━━━━━ INFORMATION GIVEN ━━━━━

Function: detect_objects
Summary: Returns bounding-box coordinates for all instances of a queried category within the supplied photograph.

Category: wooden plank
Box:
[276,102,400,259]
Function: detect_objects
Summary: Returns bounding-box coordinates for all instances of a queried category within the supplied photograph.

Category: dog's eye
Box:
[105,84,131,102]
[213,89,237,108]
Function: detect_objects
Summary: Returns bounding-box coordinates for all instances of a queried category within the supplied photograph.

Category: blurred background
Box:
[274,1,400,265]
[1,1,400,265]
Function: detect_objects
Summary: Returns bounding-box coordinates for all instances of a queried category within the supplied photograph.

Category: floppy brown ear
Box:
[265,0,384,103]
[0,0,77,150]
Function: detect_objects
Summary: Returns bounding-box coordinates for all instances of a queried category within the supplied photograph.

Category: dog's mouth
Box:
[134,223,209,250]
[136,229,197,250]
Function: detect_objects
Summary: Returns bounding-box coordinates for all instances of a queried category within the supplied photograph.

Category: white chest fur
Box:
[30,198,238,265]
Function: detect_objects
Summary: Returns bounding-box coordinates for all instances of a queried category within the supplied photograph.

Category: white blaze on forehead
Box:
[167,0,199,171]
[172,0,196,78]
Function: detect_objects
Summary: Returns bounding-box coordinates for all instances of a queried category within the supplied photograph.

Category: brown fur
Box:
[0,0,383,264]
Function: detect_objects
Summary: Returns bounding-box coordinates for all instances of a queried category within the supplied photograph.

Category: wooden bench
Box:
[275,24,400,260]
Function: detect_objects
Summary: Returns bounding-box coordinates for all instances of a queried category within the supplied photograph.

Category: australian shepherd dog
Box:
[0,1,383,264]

━━━━━

WHAT YOU SHOULD DO » Output all of the records exactly, with nothing omitted.

SOLUTION »
Function: detect_objects
Summary: Returns bounding-box coordinates for all instances of a queried category within the supplied photograph.

Category: wooden plank
Box:
[276,102,400,259]
Function: detect_objects
Summary: Returns bounding-box coordinates for all instances of a queried category within the supplied photograph.

Category: dog's eye
Box:
[105,84,131,102]
[213,89,237,108]
Function: detect_objects
Summary: Returns bounding-box coordinates for all instances of a queried category within the supplied photograph.

Category: blurred background
Box:
[274,1,400,265]
[1,1,400,265]
Function: detect_objects
Summary: Returns bounding-box coordinates for all instances of a queried category within the supplied photograph.

Category: floppy brown ear
Box:
[265,0,384,103]
[0,0,77,150]
Function: detect_objects
Summary: Returns bounding-box coordinates for all instances of a queried category within the supplied photograph.

Category: dog's mouth
Box:
[134,223,209,250]
[136,229,197,250]
Function: detect_objects
Summary: Returns bounding-box coordinates for all instances of a queried category within the supplied photograph.

Category: white chest fur
Box:
[30,198,238,265]
Function: detect_objects
Summary: Returns bounding-box coordinates for all instances of a queried category within the supplied photograph.

Category: white blaze on forehead
Box:
[167,0,199,171]
[172,0,196,78]
Function: detect_objects
Summary: Returns bounding-box coordinates for all instances of a queried category within the supplied photograph.

Category: brown fur
Box:
[0,0,383,264]
Function: detect_objects
Summary: Returns bounding-box coordinates for all instances of a queried category within the supplied photograph.

Category: wooden bench
Box:
[275,24,400,260]
Function: detect_objects
Summary: Returns bounding-box coordinates for all instances of a queried category within the supplied photograph.

Category: australian shepherd dog
Box:
[0,1,383,264]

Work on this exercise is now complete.